Work required: In the listing, switch every "instance" to "object" and leave all other text unchanged. Give back the full listing without the pictures.

[Stored items]
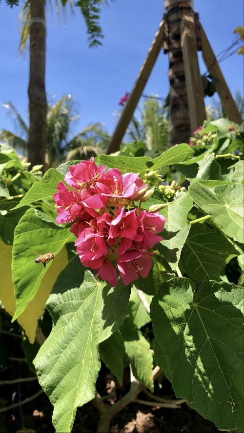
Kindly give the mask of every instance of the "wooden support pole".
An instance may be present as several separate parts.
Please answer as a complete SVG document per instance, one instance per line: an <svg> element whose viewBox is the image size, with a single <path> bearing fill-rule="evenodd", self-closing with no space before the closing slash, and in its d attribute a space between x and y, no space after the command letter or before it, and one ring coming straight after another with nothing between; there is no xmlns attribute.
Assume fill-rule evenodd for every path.
<svg viewBox="0 0 244 433"><path fill-rule="evenodd" d="M216 87L224 112L230 120L239 125L243 119L219 66L208 39L200 24L203 57L209 74L216 78Z"/></svg>
<svg viewBox="0 0 244 433"><path fill-rule="evenodd" d="M163 32L163 21L162 21L109 142L106 151L107 155L120 149L123 137L162 48Z"/></svg>
<svg viewBox="0 0 244 433"><path fill-rule="evenodd" d="M183 9L181 45L192 134L206 118L194 23L191 12Z"/></svg>

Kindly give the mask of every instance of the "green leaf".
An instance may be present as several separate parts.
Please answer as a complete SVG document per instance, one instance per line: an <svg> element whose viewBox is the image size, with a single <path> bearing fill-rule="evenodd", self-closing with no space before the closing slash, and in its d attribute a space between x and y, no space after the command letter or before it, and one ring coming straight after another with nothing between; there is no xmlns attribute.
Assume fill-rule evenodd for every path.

Result of this exercise:
Kindly give the mask of every object of the "wooden support pole".
An object may be present as several separate parts.
Please answer as a complete SVG document per object, one object per line: an <svg> element whose viewBox is the image size, with a single <path> bearing fill-rule="evenodd", self-closing with no space before the closing slash, and in its d attribute a space between x and y, no space after the command letter or before it, and one ring coming straight after another with nothing between; there is no xmlns attribute.
Assume fill-rule evenodd for every path.
<svg viewBox="0 0 244 433"><path fill-rule="evenodd" d="M216 87L224 112L230 120L239 125L243 119L219 66L208 39L200 24L203 57L209 74L216 78Z"/></svg>
<svg viewBox="0 0 244 433"><path fill-rule="evenodd" d="M163 32L163 21L162 21L109 142L106 151L107 155L120 149L123 137L162 48Z"/></svg>
<svg viewBox="0 0 244 433"><path fill-rule="evenodd" d="M183 9L181 45L192 134L206 118L194 23L191 12Z"/></svg>

Kindly give the mask of every object of the "green leaf".
An object may be present as several separate parts.
Please answer as a complete SVG document per object, one object per line: an <svg> element whose viewBox is the image size, with a single <path> bearing fill-rule="evenodd", self-closing with no space before the closing slash, and in its d attribute a space between x and y, no space after the command letter or before it, and one ring coming straight after another with nothing between; there is no xmlns attribute.
Assume fill-rule evenodd for every path.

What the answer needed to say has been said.